• DIRECTION:
Copy the lines of the data below verbatim, from the line with "Placement rule: one point per instance of the white car" up to and including the line with "column 475, row 587".

• GIVEN DATA:

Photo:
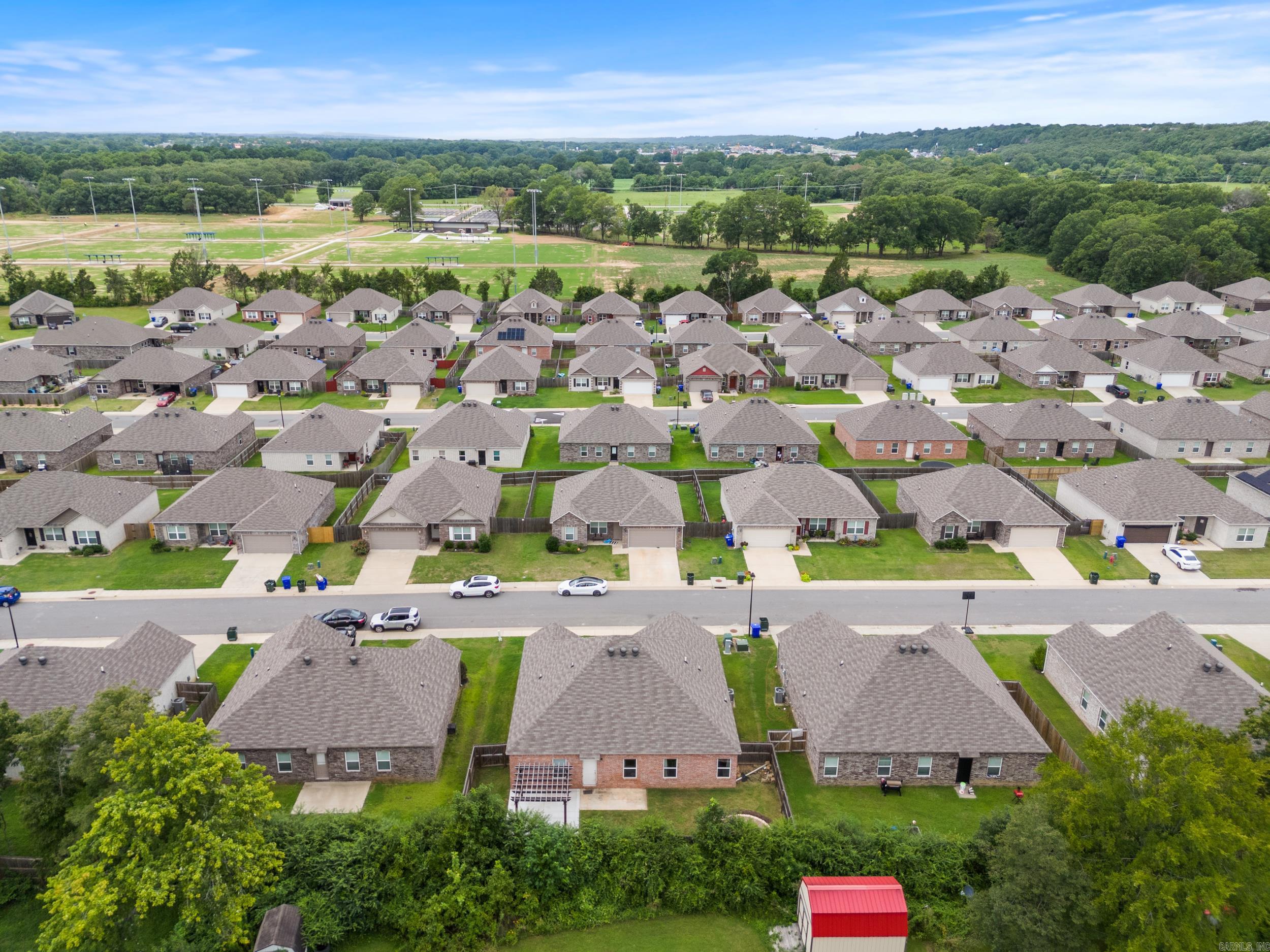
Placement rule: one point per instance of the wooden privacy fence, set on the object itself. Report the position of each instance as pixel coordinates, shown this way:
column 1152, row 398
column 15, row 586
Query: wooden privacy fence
column 1043, row 725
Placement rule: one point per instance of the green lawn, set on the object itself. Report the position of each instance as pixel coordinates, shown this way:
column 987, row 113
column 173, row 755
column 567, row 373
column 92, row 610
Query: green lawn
column 696, row 554
column 902, row 555
column 521, row 557
column 130, row 567
column 1085, row 552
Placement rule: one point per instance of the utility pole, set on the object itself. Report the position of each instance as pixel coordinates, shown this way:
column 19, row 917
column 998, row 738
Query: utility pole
column 136, row 229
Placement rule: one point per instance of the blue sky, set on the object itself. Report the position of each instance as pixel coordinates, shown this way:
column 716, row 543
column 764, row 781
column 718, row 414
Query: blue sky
column 554, row 70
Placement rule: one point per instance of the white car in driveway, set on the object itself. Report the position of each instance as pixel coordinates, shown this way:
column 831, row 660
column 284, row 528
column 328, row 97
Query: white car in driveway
column 583, row 585
column 1183, row 557
column 475, row 587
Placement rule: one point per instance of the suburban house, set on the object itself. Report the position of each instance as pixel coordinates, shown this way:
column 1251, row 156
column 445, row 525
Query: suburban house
column 851, row 309
column 1014, row 301
column 191, row 305
column 153, row 370
column 1195, row 328
column 835, row 365
column 636, row 711
column 615, row 433
column 614, row 334
column 944, row 367
column 27, row 371
column 219, row 341
column 781, row 506
column 1094, row 299
column 979, row 503
column 438, row 501
column 770, row 306
column 57, row 441
column 390, row 371
column 796, row 337
column 897, row 336
column 1094, row 332
column 96, row 339
column 55, row 511
column 1251, row 295
column 1040, row 428
column 690, row 306
column 633, row 508
column 272, row 371
column 994, row 336
column 501, row 371
column 422, row 338
column 1175, row 296
column 613, row 369
column 365, row 306
column 41, row 310
column 687, row 337
column 1056, row 364
column 1159, row 659
column 912, row 710
column 280, row 305
column 1188, row 428
column 328, row 438
column 36, row 679
column 520, row 333
column 471, row 431
column 933, row 306
column 898, row 430
column 311, row 709
column 608, row 306
column 258, row 509
column 532, row 306
column 179, row 441
column 756, row 430
column 1152, row 501
column 723, row 367
column 448, row 308
column 1171, row 364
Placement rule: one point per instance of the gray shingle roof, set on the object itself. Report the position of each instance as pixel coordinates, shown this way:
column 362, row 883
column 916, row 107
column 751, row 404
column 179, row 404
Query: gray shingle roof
column 327, row 428
column 781, row 496
column 858, row 694
column 671, row 699
column 155, row 365
column 619, row 494
column 756, row 420
column 1038, row 419
column 39, row 432
column 1157, row 490
column 392, row 699
column 181, row 431
column 897, row 419
column 473, row 424
column 437, row 490
column 615, row 424
column 1159, row 659
column 252, row 501
column 42, row 497
column 978, row 494
column 72, row 676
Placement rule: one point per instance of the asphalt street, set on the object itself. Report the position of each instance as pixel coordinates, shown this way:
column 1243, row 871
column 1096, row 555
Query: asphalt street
column 211, row 615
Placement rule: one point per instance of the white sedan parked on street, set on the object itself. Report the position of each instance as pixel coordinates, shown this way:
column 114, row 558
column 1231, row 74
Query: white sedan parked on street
column 1183, row 557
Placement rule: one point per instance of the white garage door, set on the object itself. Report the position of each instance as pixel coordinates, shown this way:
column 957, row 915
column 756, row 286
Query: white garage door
column 392, row 539
column 1033, row 537
column 651, row 539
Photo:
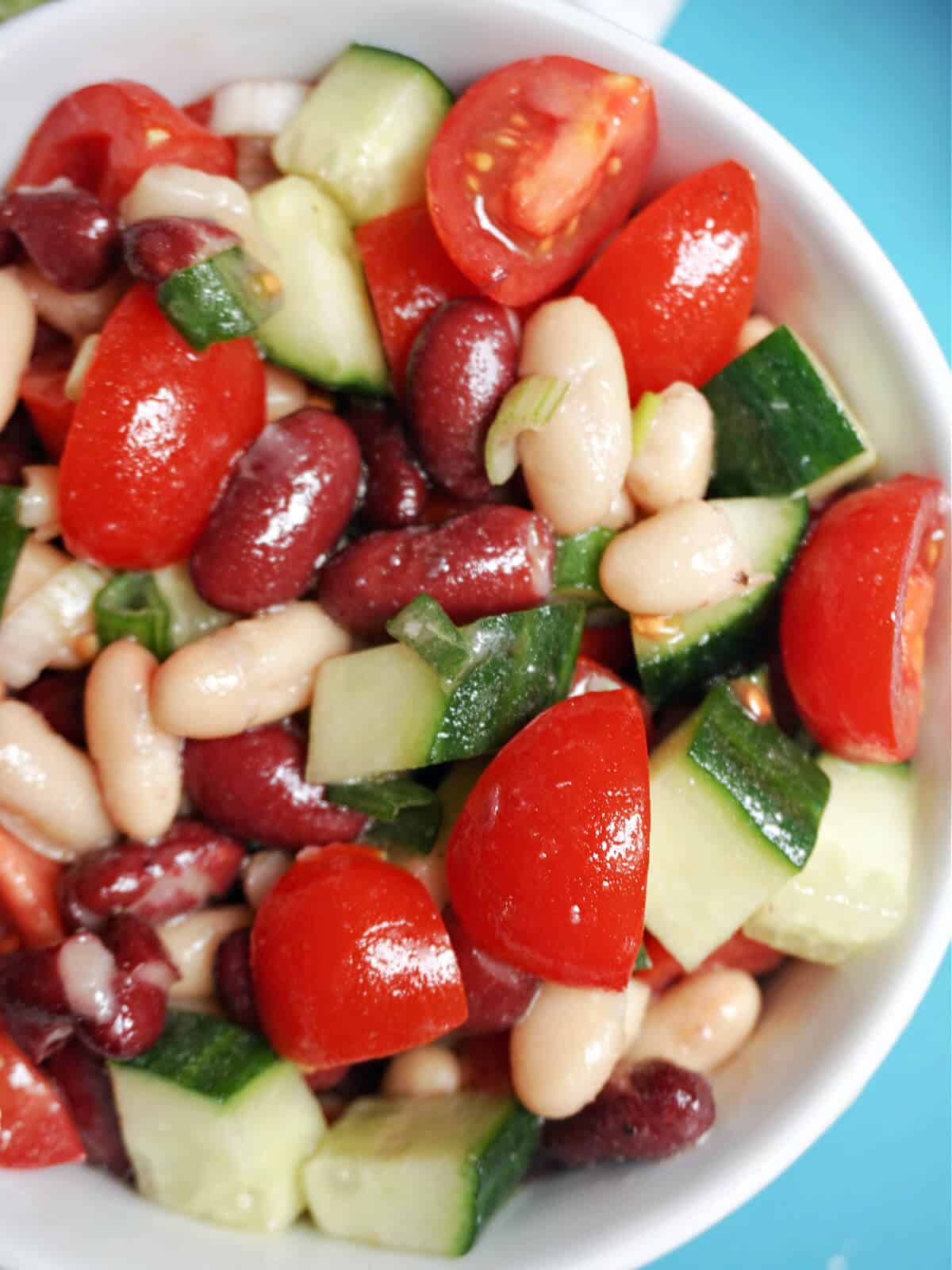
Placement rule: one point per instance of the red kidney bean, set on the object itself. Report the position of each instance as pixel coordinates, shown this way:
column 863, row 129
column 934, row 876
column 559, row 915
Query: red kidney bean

• REPLY TO THE EXERCISE:
Placement rule: one point per instance of the white car in driveway, set on the object itself. Report the position of each instance as pixel coordinates, shown this way:
column 831, row 660
column 284, row 528
column 328, row 97
Query: white car in driveway
column 583, row 585
column 1183, row 557
column 475, row 587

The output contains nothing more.